START Records shown

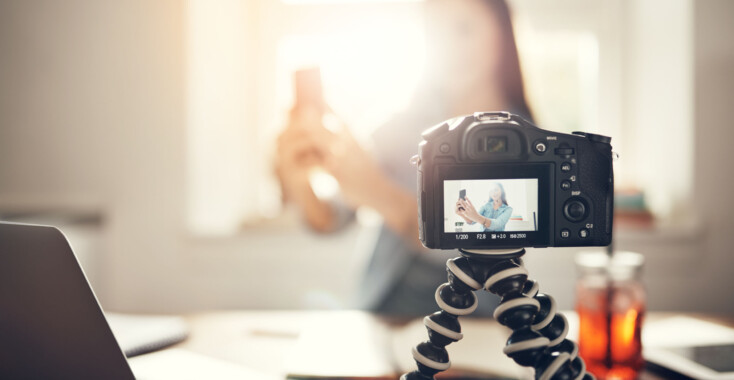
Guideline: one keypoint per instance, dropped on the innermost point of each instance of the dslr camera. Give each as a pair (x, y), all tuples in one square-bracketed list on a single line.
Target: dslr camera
[(493, 180)]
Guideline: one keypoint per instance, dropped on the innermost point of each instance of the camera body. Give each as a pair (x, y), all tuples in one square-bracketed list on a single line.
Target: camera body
[(522, 186)]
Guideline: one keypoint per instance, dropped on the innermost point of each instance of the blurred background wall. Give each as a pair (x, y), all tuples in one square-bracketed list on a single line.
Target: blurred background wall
[(95, 125)]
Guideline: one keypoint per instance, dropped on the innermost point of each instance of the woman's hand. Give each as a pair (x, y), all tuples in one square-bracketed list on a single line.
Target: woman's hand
[(355, 169), (300, 148), (470, 212)]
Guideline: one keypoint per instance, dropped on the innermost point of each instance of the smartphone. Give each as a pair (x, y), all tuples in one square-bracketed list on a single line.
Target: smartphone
[(462, 196)]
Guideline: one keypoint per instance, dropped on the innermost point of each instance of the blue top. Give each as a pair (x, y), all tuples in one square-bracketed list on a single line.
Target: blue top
[(498, 217)]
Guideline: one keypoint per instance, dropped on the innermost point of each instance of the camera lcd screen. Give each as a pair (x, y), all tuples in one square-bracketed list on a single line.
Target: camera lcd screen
[(491, 205), (495, 205)]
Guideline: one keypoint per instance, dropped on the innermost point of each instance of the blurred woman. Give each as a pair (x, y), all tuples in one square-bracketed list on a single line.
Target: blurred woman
[(472, 66), (493, 215)]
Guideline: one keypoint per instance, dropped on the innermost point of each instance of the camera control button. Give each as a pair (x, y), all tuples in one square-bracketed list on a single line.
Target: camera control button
[(574, 210), (564, 151), (540, 147)]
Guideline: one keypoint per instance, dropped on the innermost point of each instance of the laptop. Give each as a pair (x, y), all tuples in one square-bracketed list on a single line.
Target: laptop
[(51, 325)]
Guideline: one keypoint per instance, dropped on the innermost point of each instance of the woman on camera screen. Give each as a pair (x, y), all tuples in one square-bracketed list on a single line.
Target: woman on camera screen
[(493, 216)]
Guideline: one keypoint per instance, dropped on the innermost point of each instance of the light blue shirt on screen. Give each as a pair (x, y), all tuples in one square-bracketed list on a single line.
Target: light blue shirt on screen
[(498, 218)]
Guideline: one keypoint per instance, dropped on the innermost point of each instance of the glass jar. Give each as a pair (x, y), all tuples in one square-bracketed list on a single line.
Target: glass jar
[(610, 302)]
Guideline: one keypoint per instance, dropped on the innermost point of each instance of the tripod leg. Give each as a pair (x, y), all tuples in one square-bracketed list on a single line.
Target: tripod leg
[(539, 341), (539, 334)]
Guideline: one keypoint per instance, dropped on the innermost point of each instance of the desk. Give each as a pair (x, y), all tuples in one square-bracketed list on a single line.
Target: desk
[(263, 341)]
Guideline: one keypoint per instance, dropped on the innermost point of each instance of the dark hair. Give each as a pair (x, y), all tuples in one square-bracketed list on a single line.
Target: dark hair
[(503, 196), (509, 67)]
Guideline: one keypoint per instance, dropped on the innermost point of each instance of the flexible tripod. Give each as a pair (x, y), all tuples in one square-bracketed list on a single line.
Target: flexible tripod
[(538, 336)]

END Records shown

» **What you should do**
Rewrite every one of the rows above, swapping "Guideline" for "Instruction" and keeping everything else identical. Leave the pictures out.

» **Exercise result**
Instruction: one keypoint per instance, dropped on the innermost point of each instance of the dslr camera. Give each as a pair (x, y), all tuples in one square-bracketed list on a single line.
Target: dslr camera
[(493, 180)]
Instruction: one keypoint per instance, dropped on the innermost point of each instance of the camera body. Give each as a pair (x, y), all tuples in one square-bracketed list on a single line.
Target: camera body
[(522, 186)]
Instruction: one keypoint per instance, dropped on the innermost point of each instance of the blurred background wall. Give each as a pair (x, y), all tuples in one square-bracketed list on a single line.
Target: blurred background wall
[(95, 125)]
Instruction: one keypoint per instance, dropped on the innermost point of each instance of the woman's hand. Give each as a pair (x, y), all tuples in one square-bracketed list on a single line.
Target: woman's hand
[(355, 169), (300, 148), (470, 212)]
Instruction: one keypoint per instance, dropped on the innermost point of each instance of the smartphone. Give each as a pair (x, y), all tuples in one square-bracketed list on a single line.
Target: smartphone
[(462, 196)]
Instruction: one keypoint per instance, dropped on the innermost point of each instance of the blue top. Give each as a pair (x, y), all tuples in one square-bracketed list on a single line.
Target: blue top
[(498, 217)]
Instruction: one keypoint per instance, dropped on the innermost point of each instance of the camera lcd screen. Give each as a pair (x, y), all tuples in one square-bracketed list on a single line.
Target: camera lcd screen
[(491, 205), (495, 205)]
Instruction: one keypoint per instance, dropped on the innermost point of each instance of the blurred woman. Give each as a pair (x, y), all tuples in one square-bracketed list on a single line.
Target: blurred woman
[(472, 66), (493, 215)]
Instruction: one keypoint per instance, dropped on the innermost point of each instance of the camera control button. Give each as a pair (x, y), all tuples in one square-bracketed list on a single line.
Target: camera control button
[(574, 210), (564, 151), (540, 147)]
Instruction: one keypoint per instance, dropped on the innermost point of each instance of the laptop. Give each as a pair (x, y), all tuples in one square-bracketed list on a single line.
Target: laptop
[(51, 325)]
Instruction: one keypoint per instance, dropped on the innermost point of each instance of the woman on camera screen. Give each as a pair (x, y), all tuples in one square-bracketed list on a single line.
Target: woman on camera screen
[(493, 216)]
Instruction: one keypoint per instance, dropped on the innermost point of each instance of the light blue shirt on screen. Give each as a pair (x, y), all tuples in one square-bracketed list on a single line.
Target: light blue shirt on screen
[(498, 218)]
Instruction: one keypoint per instance, dropped on the innermost point of each instance of the glass jar. Give each as a pair (x, y), all tuples in one square-bracketed list on a single line.
Target: glass jar
[(610, 302)]
Instruction: one keypoint per instance, dropped on the innermost point of each instance of the tripod leg. Give each as a pair (x, y), all tuples in one square-bracketed list on a single line.
Target: tripod leg
[(539, 341), (539, 334)]
Instruction: one keypoint per instance, dropped on the innermost point of each instance of the desk. Give each as a pair (x, y), all tuples in one square-bracketed list on a single line.
Target: desk
[(263, 341)]
Instruction: one keypoint per instance, dropped on the innermost point of each instance of the dark hair. Give each as a pair (x, y), all tuples in one square-bracketed list on a single line.
Target: dark hair
[(503, 196), (509, 67)]
Instruction: one keypoint per instance, dropped on the innermost point of each instance of the flexible tripod. Give each as a pair (x, y), all tuples in one square-bracketed list on a single line.
Target: flexible tripod
[(538, 336)]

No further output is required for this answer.